**抜粋:**
:::
2005年1月24日
ベーシック3 スエズを渡れ
ベーシック3は、ホビージャパンから発売されていた初心者向けウォーゲーム3つのセットで、ホビージャパンからすればタクテクス2の後継にあたると思われる。
タクテクス2の時にも入っていた「入門ガイドブック」が入っているのだ。
ただし内容は随分改良され、タクテクス2のところで指摘した問題点も全て解消されている。
それはさておき、3つ入っているゲームの中で一番簡単なのが、この「スエズを渡れ」である。
このゲームは1973年10月に起こった第4次中東戦争の後半を再現している。
化夢宇留仁は基本的に中東戦争はまったく知識が無く、興味もほとんど無いのだが、アメリカでは人気テーマらしく、ウォーゲームに触れていると、ゲームをする機会がたまに巡ってくるのだ。
そう言えば同じテーマのタクテクスの付録ゲームの「中国農場」は結構気に入っていた。
今回は「ドイツ戦車軍団」がどれも結構面白く、かつほとんど同じコンセプトで作られていたので、その比較をしたら面白かろうと手をつけた。
化夢宇留仁は「スエズを渡れ」は確か1回やったことがあったが、完全に忘れていたので(汗)、ルールブックを読み直した。
作戦級で、メイアタック。スタック無し。戦闘結果表は戦力差を見るタイプで、地形効果は列のシフトで現される。
戦闘後前進は攻撃時でも防御時でも可能だが、2ヘックス以上の追撃は無い。
また装甲兵科のユニットと、機械化部隊(歩兵&騎兵)が同時に同じ敵を攻撃するときには、諸兵科連合戦闘として戦闘結果表を有利な方にシフトできる。
勝利条件は7ターン終了時に、イスラエルはスエズ運河に工兵をたどり着かせて工兵橋を築き、6ユニット以上が渡河していて、かつ工兵橋からマップ右端の道路まで連絡路がひかれていることで、エジプト軍はそれを防げば勝利である。
:::
**表示データ:**
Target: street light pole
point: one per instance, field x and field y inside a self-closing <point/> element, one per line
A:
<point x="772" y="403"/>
:::
抜粋によると、「スエズを渡れ」はどの戦争のどの部分を再現しているか、答えてください。 資料は使わなくてかまわない。

1973年10月に起こった第4次中東戦争の後半です。